• _Exercise_: Output every one of the records below word for word, with each line kept unchanged.

Items stored from a collection:
+---+
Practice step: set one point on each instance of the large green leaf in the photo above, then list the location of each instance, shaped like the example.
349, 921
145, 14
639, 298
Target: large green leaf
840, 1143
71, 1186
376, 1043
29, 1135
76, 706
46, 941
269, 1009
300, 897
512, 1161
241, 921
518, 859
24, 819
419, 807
+---+
• _Answer to this exercise_:
Practice step: set one point on each instance of the large green leaf in the photo above, then list the location of each instance, shaped like the example.
349, 921
145, 14
639, 298
Target: large green leaf
840, 1143
71, 1186
376, 1043
29, 1135
76, 706
46, 941
269, 1009
300, 897
512, 1161
241, 921
518, 859
24, 819
419, 807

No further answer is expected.